Data records
>>>
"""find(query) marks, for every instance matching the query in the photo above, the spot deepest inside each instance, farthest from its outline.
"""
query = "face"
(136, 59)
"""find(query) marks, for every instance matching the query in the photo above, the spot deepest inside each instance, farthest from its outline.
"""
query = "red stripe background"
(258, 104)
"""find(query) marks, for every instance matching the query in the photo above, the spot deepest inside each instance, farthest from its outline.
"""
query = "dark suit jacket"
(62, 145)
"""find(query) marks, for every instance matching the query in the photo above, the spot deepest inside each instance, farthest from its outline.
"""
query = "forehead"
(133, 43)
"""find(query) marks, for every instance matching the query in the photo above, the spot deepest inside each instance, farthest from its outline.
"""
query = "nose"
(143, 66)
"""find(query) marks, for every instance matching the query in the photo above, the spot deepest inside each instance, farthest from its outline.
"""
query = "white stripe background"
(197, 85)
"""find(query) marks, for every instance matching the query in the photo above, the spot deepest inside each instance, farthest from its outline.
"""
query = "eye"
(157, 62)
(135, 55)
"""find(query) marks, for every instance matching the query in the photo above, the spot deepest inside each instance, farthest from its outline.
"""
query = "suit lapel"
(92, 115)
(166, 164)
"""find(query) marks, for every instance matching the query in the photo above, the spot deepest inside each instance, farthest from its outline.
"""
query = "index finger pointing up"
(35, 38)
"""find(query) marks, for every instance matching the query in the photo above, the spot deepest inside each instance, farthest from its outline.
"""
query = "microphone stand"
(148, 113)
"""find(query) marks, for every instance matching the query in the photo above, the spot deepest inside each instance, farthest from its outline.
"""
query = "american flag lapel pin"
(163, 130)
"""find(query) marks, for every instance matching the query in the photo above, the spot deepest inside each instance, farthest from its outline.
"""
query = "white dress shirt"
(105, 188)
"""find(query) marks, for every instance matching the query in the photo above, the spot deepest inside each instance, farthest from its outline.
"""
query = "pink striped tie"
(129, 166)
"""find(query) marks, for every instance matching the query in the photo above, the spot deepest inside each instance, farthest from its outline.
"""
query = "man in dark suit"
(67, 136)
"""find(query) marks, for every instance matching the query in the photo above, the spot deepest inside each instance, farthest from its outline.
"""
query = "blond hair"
<<<
▶ _Work item_
The data should be copied out in full, exactly as it reads.

▶ _Task response_
"""find(query) marks, for every instance matching the query in the photo above, the spot deepest inside each instance, farthest from its outline.
"""
query = "face"
(136, 59)
"""find(query) marks, for every instance matching the query in the photo above, the spot deepest inside each instance, farthest from its outline.
"""
query = "red stripe background"
(258, 104)
"""find(query) marks, for every instance matching the query in the photo above, the spot deepest inside each instance, farthest from its outline.
"""
query = "dark suit jacket"
(62, 145)
"""find(query) marks, for every instance matching the query in the photo above, the spot deepest inside each instance, farthest from its outline.
"""
query = "forehead"
(133, 43)
"""find(query) marks, for every instance matching the query in the photo above, the spot deepest inside each instance, farthest from its outline.
"""
query = "nose"
(143, 66)
"""find(query) marks, for every instance matching the query in the photo above, the spot deepest inside each instance, farthest from its outline.
"""
query = "white stripe background"
(197, 85)
"""find(query) marks, for every instance matching the query in the photo above, the spot deepest inside each instance, farthest from its outline.
"""
query = "eye"
(157, 62)
(135, 55)
"""find(query) marks, for every instance matching the query in the photo above, the spot deepest inside each instance, farthest from its outline.
"""
query = "suit lapel"
(92, 115)
(166, 164)
"""find(query) marks, for every instance matching the query in the photo above, the spot deepest inside each instance, farthest from its outline.
"""
query = "index finger pointing up"
(35, 38)
"""find(query) marks, for every instance matching the query in the photo above, the spot deepest inside each instance, farthest from its outline.
"""
query = "microphone stand"
(148, 113)
"""find(query) marks, for every instance matching the query in the photo above, the spot deepest inside each instance, farthest from its outline.
"""
query = "american flag lapel pin"
(163, 130)
"""find(query) marks, for every instance matching the query in the photo above, the spot deepest inside each instance, farthest from its outline.
"""
query = "white dress shirt"
(105, 188)
"""find(query) marks, for every instance matching the query in the photo above, the spot deepest inside each instance, farthest from its outline.
"""
query = "pink striped tie"
(129, 166)
"""find(query) marks, for every instance matching the query in the photo above, the spot deepest inside each instance, farthest from its outline.
"""
query = "man in dark suit"
(67, 136)
"""find(query) marks, for every instance matching the query in the photo above, the spot deepest inside each instance, farthest from its outline.
"""
query = "blond hair"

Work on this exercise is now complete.